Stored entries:
+ + + +

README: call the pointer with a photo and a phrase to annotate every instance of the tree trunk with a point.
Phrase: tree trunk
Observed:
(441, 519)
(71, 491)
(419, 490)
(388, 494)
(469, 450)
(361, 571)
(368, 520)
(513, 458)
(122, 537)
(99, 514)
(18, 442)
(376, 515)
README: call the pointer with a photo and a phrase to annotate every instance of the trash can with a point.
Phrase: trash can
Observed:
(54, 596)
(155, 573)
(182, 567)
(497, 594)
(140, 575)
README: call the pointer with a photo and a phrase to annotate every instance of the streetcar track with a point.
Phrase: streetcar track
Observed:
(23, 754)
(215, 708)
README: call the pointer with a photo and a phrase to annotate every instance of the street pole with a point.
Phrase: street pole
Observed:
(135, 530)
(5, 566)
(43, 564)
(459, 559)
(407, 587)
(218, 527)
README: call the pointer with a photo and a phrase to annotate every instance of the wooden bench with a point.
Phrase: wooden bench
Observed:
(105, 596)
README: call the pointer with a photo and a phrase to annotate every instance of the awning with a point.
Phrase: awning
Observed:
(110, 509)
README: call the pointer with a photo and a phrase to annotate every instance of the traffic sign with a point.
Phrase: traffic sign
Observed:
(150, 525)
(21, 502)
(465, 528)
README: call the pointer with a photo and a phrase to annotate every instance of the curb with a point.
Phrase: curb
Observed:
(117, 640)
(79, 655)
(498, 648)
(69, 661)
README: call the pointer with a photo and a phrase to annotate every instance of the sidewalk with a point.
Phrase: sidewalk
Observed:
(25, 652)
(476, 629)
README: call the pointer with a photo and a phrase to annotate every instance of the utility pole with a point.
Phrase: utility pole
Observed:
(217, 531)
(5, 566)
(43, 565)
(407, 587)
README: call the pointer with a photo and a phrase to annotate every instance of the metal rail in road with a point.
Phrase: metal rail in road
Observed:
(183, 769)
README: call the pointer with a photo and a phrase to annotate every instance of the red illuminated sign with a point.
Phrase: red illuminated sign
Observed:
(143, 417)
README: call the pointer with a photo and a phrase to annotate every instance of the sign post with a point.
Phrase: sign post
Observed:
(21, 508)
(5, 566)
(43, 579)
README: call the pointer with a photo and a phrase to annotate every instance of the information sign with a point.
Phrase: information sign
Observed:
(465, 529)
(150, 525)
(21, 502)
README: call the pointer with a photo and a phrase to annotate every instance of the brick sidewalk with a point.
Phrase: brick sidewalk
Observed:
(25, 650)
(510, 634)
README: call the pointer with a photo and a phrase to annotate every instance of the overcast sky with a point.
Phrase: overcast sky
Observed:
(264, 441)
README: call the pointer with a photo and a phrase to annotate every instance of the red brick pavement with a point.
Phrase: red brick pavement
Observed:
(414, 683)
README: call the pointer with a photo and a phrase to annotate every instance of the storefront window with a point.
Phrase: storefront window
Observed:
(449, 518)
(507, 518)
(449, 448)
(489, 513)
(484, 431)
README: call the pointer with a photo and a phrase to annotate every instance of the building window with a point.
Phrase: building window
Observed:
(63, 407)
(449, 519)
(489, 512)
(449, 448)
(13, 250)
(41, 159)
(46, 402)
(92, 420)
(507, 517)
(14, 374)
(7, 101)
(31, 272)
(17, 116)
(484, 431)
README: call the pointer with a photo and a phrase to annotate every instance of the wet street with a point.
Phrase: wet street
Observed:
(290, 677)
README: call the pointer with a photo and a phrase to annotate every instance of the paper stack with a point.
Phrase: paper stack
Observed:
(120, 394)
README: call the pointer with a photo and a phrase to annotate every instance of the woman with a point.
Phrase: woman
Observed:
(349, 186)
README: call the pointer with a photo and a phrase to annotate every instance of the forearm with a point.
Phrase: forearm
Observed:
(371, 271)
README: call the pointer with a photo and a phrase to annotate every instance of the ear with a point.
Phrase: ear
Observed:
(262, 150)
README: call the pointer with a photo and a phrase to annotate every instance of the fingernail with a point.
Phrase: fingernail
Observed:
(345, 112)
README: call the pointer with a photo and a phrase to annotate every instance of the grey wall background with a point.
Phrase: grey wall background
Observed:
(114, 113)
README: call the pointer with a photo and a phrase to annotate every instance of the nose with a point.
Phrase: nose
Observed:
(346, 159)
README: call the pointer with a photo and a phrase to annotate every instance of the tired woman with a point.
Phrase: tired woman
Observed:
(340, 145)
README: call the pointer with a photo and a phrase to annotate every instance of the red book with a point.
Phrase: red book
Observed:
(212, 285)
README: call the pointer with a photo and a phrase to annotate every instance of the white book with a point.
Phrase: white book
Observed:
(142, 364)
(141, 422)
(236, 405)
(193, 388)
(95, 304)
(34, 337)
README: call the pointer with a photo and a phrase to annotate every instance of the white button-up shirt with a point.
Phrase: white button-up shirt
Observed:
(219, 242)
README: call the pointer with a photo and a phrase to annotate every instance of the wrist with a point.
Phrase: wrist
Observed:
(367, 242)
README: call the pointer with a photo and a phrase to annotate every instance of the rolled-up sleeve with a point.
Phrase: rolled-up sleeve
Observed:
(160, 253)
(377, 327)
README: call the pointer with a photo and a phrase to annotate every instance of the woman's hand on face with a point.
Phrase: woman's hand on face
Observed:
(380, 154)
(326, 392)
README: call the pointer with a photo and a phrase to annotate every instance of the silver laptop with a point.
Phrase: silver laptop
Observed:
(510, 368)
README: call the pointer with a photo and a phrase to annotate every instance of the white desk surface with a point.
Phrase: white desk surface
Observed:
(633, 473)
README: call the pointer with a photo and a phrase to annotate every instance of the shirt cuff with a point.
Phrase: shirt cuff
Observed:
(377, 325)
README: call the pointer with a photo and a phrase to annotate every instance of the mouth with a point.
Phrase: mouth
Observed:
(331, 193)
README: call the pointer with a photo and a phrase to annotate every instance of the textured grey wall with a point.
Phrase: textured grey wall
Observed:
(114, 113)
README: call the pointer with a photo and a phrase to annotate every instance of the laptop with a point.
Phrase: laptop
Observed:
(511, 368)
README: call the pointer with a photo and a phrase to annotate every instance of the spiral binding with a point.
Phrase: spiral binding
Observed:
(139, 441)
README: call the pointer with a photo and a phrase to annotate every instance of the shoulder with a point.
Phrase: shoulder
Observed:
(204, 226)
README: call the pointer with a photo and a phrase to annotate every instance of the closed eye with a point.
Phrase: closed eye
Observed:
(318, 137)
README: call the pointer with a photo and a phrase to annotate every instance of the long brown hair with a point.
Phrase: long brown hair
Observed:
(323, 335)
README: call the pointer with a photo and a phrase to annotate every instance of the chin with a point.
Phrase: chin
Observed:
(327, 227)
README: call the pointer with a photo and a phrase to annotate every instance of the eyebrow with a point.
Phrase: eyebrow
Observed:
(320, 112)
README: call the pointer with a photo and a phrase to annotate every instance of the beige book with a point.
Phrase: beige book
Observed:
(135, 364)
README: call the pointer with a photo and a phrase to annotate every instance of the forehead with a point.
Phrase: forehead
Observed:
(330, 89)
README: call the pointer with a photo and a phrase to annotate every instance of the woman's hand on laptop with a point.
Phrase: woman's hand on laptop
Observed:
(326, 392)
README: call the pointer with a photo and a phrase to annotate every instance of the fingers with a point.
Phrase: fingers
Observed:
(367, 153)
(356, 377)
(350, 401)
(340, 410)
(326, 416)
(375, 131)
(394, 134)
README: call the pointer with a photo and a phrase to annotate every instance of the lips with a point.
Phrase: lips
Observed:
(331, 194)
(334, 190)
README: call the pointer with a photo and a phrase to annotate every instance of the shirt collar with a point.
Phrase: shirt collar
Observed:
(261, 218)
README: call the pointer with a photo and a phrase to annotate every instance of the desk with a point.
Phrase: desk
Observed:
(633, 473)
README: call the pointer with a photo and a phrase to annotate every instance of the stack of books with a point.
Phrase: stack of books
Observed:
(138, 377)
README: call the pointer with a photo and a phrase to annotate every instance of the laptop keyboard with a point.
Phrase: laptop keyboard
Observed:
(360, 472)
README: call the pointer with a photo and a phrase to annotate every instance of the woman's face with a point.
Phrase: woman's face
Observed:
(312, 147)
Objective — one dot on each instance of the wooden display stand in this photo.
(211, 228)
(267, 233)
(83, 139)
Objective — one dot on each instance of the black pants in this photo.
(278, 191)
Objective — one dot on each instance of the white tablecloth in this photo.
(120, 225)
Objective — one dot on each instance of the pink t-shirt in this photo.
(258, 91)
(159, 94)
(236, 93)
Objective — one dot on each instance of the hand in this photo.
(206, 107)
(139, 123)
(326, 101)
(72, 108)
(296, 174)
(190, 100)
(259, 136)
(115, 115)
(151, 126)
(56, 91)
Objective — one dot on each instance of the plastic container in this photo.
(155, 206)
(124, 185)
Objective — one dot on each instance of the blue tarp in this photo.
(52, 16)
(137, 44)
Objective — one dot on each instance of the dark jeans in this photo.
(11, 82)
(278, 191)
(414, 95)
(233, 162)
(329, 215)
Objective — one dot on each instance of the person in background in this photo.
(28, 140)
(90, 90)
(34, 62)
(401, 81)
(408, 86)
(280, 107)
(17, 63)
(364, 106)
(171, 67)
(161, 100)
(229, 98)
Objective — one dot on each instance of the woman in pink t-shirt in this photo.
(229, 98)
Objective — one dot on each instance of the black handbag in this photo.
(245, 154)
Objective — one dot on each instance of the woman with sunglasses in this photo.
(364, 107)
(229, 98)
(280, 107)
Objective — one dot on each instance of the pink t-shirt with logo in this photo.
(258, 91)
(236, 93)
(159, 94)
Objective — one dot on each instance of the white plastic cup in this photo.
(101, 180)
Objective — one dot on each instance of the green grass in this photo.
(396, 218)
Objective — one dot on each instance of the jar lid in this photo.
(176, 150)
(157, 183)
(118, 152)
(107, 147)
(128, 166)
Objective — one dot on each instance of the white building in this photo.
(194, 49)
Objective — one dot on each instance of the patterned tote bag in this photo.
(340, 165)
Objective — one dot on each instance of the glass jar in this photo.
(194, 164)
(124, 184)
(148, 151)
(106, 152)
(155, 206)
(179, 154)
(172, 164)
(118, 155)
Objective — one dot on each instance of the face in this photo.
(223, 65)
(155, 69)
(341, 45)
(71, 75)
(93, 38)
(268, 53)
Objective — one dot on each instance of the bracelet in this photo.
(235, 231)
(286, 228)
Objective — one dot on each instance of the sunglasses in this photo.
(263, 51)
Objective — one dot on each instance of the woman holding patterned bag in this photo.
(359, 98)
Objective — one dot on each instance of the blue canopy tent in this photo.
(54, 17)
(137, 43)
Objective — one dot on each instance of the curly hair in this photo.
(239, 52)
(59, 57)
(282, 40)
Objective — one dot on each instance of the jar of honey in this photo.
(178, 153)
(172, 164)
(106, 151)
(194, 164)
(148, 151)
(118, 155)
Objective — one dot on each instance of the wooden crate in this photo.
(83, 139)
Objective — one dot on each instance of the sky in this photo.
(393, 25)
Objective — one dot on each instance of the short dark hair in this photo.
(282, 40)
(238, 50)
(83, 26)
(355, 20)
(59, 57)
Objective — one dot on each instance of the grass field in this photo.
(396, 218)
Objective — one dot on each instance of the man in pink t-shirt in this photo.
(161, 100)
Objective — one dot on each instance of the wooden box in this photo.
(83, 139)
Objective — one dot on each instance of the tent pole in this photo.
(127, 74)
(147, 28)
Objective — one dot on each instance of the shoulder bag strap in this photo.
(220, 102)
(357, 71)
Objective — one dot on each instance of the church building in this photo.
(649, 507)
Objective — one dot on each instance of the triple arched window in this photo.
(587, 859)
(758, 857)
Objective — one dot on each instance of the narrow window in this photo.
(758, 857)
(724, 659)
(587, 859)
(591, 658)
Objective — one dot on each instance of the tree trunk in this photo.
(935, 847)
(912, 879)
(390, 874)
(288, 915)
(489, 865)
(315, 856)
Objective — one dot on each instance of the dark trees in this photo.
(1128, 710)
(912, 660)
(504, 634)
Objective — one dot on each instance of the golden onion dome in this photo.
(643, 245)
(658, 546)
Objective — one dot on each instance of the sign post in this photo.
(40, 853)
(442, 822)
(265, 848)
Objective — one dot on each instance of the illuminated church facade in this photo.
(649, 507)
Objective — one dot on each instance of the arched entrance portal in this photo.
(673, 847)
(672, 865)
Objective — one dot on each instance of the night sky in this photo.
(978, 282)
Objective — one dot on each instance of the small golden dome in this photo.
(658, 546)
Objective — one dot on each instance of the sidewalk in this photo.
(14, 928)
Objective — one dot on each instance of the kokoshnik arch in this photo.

+ + + +

WHAT YOU HAVE TO DO:
Scan the data for lines containing "wrist" and copy all of them.

ANSWER FOR THIS EXERCISE:
README: call the pointer with a photo and a phrase to annotate every instance of the wrist with a point.
Phrase: wrist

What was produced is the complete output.